*** Document extract ***

UC San Diego
Mechanisms in bacterial utilization of cellular debris in the ocean
- Author(s): Guillemette, Ryan
- Advisor(s): Azam, Farooq
- et al.
This dissertation investigates the mechanisms of bacterial utilization of cells and cellular debris in the ocean. Bacteria are key members of marine ecosystems. They serve as the predominant biotic force acting on marine biogeochemical cycling of organic matter, and exert a strong influence on marine microbial community dynamics via their cell-cell interactions. While scientists have begun to untangle the web of seemingly intractable mechanisms that marine bacteria use to acquire and consume organic matter, many unknowns still remain.
This research implements a number of techniques including bacterial production measurements, mass spectrometry, single-cell analyses, and genetics to test two hypotheses: (1) that bacteria can readily respond to a natural pulse of cellular debris from coral mass-spawning, and (2) that contact-dependent predatory bacteria can kill and consume their bacterial prey.

*** Data listing ***

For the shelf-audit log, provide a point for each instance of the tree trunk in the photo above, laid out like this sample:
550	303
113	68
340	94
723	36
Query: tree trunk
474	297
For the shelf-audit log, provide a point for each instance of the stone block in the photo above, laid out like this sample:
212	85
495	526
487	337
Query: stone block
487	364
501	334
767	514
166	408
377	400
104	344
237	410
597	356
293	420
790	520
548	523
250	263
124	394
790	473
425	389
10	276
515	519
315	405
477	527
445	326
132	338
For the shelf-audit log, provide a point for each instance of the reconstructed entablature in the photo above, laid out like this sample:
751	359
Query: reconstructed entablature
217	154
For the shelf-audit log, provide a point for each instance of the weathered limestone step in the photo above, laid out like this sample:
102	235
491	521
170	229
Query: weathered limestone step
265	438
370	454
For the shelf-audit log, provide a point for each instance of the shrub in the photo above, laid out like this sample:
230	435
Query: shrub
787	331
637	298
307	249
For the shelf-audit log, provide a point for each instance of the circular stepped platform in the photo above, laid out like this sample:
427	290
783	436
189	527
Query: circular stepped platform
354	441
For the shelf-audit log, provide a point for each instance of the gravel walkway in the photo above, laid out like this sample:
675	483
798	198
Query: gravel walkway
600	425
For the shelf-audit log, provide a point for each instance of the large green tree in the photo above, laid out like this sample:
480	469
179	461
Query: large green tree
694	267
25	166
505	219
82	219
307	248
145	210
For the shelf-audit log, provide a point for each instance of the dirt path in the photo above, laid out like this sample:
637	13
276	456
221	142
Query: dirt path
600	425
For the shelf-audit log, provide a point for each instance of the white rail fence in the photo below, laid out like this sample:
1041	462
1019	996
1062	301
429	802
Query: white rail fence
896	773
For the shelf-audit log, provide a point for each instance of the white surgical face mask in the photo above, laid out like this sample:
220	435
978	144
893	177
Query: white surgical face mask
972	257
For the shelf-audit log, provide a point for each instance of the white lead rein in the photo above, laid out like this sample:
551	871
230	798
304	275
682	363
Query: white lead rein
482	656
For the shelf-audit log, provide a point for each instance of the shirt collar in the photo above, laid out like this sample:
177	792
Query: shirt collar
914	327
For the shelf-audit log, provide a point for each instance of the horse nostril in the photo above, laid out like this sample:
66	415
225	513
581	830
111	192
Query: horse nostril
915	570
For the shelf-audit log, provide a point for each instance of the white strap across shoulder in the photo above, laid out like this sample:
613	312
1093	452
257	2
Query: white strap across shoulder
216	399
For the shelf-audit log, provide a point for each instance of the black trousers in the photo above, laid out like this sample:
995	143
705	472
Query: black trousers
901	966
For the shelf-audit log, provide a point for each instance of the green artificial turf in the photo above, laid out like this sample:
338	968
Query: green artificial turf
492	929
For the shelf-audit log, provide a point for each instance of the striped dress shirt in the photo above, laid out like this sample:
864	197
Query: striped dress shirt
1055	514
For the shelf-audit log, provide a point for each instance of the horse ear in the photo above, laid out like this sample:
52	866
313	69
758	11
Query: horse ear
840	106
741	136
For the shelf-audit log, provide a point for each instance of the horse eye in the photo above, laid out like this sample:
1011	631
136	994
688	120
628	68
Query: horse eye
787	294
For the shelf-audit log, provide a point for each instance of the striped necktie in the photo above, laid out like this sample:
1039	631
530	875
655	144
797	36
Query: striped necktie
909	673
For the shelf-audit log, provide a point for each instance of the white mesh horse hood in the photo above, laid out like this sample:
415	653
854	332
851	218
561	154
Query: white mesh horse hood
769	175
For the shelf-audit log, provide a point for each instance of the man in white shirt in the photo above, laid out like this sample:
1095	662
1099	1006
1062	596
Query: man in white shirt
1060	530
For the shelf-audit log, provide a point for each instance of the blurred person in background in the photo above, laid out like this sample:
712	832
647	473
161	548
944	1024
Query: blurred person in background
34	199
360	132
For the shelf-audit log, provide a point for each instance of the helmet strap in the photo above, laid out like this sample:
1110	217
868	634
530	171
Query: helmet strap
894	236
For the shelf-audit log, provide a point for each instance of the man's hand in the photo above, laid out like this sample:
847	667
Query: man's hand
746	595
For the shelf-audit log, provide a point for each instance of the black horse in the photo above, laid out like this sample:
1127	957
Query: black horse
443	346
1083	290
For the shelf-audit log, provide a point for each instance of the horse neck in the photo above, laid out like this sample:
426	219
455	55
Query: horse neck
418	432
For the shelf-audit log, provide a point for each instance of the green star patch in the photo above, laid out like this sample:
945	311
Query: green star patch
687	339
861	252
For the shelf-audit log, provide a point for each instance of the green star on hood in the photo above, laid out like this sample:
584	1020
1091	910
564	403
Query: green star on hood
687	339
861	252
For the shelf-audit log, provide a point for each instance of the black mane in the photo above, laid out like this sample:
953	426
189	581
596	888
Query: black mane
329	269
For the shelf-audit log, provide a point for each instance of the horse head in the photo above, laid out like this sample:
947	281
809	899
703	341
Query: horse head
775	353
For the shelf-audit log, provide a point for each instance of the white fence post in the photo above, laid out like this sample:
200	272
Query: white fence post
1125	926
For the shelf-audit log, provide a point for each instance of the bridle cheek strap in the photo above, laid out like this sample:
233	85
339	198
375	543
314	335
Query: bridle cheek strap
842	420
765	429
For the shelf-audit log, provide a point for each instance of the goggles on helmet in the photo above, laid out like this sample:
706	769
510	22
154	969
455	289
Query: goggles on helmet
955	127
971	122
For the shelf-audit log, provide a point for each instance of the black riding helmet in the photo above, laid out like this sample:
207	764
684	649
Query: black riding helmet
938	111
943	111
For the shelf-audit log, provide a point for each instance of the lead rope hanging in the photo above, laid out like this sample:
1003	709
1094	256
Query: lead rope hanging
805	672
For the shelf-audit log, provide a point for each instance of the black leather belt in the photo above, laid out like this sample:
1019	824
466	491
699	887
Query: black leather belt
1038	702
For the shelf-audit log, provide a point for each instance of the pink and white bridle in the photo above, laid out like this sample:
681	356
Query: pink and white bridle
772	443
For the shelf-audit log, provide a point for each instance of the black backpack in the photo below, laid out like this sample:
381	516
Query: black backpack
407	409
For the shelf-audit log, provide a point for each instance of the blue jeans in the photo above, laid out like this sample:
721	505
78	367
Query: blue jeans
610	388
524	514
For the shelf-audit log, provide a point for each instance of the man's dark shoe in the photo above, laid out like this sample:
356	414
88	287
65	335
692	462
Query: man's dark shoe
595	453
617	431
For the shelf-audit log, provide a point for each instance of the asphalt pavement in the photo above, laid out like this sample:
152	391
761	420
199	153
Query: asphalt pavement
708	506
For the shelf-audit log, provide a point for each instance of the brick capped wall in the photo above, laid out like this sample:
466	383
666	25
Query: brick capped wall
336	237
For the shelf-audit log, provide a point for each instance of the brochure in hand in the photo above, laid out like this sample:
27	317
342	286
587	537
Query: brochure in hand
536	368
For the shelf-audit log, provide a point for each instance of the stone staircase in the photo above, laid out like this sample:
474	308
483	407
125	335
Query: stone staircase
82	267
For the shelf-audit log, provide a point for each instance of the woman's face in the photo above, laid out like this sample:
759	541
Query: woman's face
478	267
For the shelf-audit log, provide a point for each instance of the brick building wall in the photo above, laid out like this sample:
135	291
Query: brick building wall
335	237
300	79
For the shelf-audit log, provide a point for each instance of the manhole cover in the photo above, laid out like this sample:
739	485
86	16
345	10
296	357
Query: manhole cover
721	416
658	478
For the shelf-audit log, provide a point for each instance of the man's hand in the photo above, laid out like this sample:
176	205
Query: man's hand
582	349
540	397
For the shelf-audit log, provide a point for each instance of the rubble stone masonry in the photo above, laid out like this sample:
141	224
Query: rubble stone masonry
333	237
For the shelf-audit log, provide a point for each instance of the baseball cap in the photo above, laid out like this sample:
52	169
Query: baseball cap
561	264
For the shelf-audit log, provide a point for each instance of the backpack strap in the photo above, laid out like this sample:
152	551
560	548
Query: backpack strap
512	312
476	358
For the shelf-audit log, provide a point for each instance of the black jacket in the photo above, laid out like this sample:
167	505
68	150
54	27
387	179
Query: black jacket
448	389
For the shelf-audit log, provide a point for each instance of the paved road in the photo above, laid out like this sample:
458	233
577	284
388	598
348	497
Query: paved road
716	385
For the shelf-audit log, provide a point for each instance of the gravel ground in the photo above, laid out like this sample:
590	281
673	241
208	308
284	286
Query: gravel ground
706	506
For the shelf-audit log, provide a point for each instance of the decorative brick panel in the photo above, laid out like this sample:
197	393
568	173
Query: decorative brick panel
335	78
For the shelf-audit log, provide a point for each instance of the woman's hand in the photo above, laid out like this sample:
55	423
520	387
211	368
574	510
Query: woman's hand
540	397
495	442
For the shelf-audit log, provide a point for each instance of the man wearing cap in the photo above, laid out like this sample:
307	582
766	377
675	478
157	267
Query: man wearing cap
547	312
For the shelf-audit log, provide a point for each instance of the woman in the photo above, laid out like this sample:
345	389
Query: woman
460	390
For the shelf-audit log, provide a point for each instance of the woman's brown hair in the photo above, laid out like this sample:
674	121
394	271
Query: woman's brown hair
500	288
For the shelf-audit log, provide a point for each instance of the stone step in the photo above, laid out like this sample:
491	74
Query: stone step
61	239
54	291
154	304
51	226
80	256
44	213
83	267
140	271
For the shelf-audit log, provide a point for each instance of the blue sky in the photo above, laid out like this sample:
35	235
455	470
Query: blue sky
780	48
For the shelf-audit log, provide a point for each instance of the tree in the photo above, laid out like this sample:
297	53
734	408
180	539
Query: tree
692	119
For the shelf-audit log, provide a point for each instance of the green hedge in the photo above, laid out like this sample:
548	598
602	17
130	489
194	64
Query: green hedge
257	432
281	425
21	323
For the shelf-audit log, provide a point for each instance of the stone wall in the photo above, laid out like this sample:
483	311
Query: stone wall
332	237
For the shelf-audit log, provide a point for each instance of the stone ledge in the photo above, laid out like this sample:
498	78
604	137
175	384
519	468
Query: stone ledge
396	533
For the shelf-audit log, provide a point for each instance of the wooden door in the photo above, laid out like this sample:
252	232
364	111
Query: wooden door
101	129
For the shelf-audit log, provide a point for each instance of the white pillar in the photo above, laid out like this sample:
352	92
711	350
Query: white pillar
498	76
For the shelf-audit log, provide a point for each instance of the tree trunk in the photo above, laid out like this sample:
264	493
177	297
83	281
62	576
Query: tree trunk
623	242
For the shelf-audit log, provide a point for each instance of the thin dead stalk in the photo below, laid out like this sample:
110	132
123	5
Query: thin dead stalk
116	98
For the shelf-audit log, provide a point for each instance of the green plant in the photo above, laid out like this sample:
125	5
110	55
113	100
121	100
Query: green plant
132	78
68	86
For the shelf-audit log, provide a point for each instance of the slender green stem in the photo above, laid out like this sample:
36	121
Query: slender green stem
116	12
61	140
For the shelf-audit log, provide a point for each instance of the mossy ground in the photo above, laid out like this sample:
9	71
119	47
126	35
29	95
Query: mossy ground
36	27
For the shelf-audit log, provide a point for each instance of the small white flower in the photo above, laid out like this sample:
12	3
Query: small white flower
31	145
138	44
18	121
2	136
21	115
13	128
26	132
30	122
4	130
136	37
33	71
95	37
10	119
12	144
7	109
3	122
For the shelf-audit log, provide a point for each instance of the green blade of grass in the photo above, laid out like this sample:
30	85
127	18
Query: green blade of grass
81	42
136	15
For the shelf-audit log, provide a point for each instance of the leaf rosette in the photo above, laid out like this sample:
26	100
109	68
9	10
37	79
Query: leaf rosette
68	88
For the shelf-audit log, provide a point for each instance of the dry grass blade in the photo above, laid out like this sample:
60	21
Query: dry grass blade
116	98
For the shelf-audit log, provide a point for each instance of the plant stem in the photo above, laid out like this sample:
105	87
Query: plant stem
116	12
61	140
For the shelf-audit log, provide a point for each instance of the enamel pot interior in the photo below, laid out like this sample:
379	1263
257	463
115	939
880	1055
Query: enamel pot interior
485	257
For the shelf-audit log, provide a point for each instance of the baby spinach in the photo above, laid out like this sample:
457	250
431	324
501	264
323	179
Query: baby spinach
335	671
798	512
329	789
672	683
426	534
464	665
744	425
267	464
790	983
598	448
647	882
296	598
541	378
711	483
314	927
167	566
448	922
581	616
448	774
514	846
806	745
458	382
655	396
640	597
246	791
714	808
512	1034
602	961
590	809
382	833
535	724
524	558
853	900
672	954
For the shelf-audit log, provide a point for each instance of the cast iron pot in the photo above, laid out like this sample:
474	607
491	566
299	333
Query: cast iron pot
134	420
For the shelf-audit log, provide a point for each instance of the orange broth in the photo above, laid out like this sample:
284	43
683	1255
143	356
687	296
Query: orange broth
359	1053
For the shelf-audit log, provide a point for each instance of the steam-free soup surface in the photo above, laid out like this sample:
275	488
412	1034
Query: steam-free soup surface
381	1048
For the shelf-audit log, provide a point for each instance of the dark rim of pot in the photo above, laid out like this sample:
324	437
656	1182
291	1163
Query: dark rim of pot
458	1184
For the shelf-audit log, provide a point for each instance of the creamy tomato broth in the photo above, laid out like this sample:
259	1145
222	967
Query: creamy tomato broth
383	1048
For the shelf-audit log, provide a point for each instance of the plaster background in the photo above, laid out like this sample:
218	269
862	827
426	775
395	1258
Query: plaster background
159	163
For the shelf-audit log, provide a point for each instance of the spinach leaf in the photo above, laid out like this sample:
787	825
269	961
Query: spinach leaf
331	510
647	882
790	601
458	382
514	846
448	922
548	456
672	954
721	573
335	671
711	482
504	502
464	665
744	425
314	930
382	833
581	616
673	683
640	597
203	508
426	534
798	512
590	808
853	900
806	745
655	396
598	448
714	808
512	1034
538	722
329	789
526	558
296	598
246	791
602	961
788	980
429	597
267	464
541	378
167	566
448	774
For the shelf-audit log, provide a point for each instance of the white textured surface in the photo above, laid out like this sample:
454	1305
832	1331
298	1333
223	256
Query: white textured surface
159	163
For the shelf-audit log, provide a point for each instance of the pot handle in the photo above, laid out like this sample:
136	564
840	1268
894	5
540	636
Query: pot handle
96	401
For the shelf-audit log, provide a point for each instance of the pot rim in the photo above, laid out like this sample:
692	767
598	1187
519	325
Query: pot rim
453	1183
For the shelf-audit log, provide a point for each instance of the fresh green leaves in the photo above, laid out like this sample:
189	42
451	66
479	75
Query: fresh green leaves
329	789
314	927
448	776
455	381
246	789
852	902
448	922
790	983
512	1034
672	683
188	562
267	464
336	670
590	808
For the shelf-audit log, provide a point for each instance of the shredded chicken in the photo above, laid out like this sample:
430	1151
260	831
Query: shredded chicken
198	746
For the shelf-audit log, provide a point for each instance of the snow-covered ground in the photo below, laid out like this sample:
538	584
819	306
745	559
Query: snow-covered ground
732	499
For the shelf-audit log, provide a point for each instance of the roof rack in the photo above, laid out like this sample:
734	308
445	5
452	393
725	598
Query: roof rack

***

### Task requirements
• a. Which techniques does the dissertation abstract on bacterial use of cellular debris say the research implements? List every one.
• b. Continue the dissertation abstract on bacterial utilization of cellular debris in the ocean, starting after its final sentence.

### Results by task
• a.
- Bacterial production measurements
- Mass spectrometry
- Single-cell analyses
- Genetics

• b.
Studies conducted off coastal Panama found that coral gametes elevated the organic matter concentration of the surrounding seawater by ~5-fold after a mass spawning event. Bacterial production measurements and 454 pyrosequencing of bromodeoxyuridine-labeled 16S bacterial rRNA genes showed that it was primarily active Rhodobacteraceae, Flavobacteriaceae, and Saprospiraceae taxa that degraded the coral gametes. High resolution mass spectrometry analysis supported this hypothesis, showing trends that indicated microbial alteration of the organic matter pool. This study demonstrated that coastal marine bacteria can readily respond to a large input of autochthonous cellular debris.
Contact-dependent bacterial predation was tested by using bacteria with a type 6 secretion system (T6SS+) as model predators in competition assays. Nanoscale secondary ion mass spectrometry analysis showed that T6SS+ Vibrio cholerae utilized carbon from its bacterial prey. V. cholerae also exhibited the ability to utilize DNA and ribosomes from lysed bacteria as nutrients. Additionally, independent competition assays between T6SS+ V. cholerae and 15 different marine bacterial isolates showed that V. cholerae and/or the challenged isolate were killed in 12 out of the 15 assays. The experiments also revealed that the coral and shellfish pathogen, Vibrio coralliilyticus has a functional T6SS. Collectively, these results demonstrate that bacterial antagonism often ends in carnage for one or both of the competing species, and suggest that the susceptible prey are fresh fodder for the victorious bacterium.